Given exercise
Locate every line in the listing that contains the string "plant" and copy each such line in full.

•••

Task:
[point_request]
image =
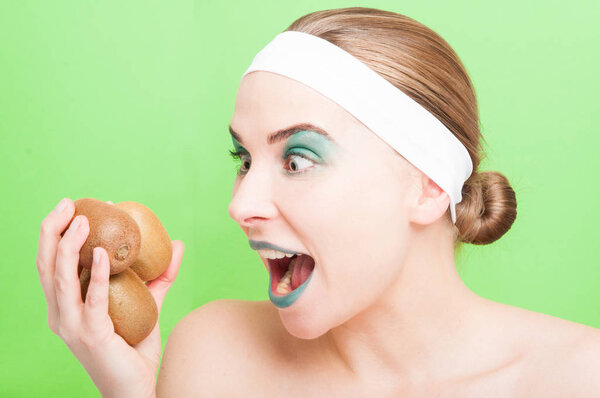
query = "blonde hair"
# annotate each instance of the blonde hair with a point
(419, 62)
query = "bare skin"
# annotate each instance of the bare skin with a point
(386, 313)
(240, 348)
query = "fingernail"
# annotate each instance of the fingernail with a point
(75, 223)
(61, 206)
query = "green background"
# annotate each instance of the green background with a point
(129, 100)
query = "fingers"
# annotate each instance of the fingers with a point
(96, 300)
(51, 228)
(66, 280)
(160, 286)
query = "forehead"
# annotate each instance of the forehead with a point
(267, 102)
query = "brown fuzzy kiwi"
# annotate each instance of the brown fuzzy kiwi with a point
(156, 249)
(110, 228)
(131, 306)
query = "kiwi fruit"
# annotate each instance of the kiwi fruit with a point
(110, 228)
(131, 306)
(156, 249)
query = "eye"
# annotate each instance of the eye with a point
(240, 155)
(297, 161)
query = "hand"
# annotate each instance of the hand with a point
(116, 368)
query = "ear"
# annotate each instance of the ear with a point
(432, 202)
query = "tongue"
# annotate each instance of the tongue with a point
(302, 269)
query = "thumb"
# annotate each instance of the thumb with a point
(160, 286)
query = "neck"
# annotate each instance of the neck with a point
(419, 324)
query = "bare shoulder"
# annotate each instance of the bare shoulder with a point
(563, 357)
(213, 347)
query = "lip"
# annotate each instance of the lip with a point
(256, 245)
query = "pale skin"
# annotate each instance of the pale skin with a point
(385, 314)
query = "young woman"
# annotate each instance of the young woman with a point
(355, 192)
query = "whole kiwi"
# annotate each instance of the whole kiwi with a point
(156, 249)
(110, 228)
(130, 305)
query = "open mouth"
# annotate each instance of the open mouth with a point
(288, 273)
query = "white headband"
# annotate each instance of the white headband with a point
(396, 118)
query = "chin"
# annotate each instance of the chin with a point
(302, 327)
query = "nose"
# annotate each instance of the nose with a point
(252, 200)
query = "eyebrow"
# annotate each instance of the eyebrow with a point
(283, 134)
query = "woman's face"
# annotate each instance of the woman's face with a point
(341, 198)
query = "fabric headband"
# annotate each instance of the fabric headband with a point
(402, 123)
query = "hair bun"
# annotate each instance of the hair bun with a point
(487, 210)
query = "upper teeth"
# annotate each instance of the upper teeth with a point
(273, 254)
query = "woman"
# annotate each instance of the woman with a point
(370, 304)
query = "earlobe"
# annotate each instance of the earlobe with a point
(432, 203)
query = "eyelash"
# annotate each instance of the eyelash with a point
(237, 155)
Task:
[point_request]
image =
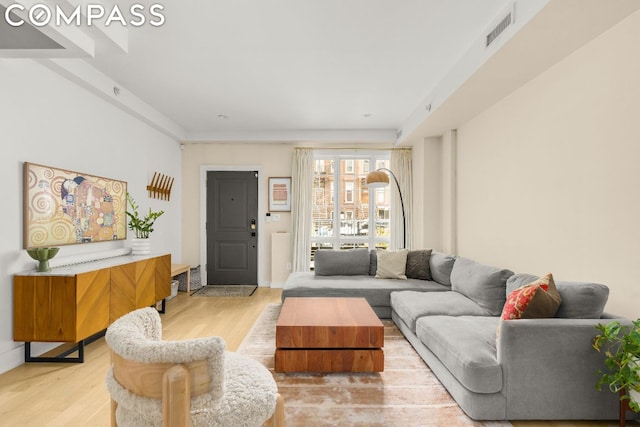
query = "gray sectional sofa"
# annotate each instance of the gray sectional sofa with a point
(495, 369)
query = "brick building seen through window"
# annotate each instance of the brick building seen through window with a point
(342, 203)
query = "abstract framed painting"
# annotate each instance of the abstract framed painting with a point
(280, 194)
(63, 207)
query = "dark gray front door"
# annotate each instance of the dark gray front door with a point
(232, 228)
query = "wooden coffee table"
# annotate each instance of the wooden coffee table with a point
(328, 335)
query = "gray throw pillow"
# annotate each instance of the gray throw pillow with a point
(580, 300)
(440, 266)
(418, 264)
(483, 284)
(392, 264)
(350, 262)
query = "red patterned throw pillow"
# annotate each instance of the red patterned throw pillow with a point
(536, 300)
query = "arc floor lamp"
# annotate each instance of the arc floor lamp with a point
(378, 179)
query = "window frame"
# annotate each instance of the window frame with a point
(338, 195)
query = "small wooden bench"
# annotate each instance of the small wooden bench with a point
(182, 268)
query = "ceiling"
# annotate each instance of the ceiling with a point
(296, 65)
(286, 69)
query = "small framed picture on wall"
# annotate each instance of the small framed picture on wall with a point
(280, 194)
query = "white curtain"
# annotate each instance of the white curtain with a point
(301, 207)
(401, 165)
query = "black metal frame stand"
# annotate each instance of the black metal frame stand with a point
(79, 347)
(61, 358)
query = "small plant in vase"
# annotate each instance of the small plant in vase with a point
(142, 227)
(621, 344)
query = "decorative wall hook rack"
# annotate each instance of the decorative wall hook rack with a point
(160, 187)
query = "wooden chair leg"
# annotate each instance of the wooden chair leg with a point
(114, 406)
(176, 397)
(277, 419)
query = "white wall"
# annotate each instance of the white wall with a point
(548, 178)
(47, 119)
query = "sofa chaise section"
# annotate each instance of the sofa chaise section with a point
(377, 292)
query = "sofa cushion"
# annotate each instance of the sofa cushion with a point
(350, 262)
(418, 264)
(392, 264)
(580, 300)
(484, 284)
(440, 266)
(410, 305)
(538, 299)
(376, 291)
(466, 346)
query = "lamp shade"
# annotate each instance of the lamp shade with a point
(377, 179)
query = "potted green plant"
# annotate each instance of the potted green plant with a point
(141, 227)
(621, 345)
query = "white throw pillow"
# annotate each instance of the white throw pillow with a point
(392, 264)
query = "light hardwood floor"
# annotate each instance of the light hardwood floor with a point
(48, 394)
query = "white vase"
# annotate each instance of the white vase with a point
(140, 247)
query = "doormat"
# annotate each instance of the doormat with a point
(226, 291)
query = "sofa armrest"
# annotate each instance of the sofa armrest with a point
(550, 367)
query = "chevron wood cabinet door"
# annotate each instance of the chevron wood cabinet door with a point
(75, 303)
(123, 290)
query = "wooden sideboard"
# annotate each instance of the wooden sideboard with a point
(75, 303)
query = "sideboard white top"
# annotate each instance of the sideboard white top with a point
(85, 267)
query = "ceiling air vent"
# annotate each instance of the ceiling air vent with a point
(502, 25)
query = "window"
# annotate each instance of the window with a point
(348, 192)
(342, 206)
(348, 166)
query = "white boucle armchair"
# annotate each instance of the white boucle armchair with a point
(184, 383)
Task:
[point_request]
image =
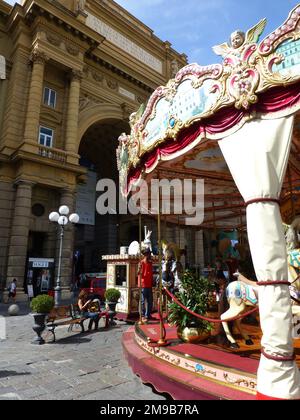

•••

Finished answer
query = "small plant in vase"
# annotate each instance of the small plant in vase with a point
query = "potted green plant"
# annotate each instance of the potted green plant with a point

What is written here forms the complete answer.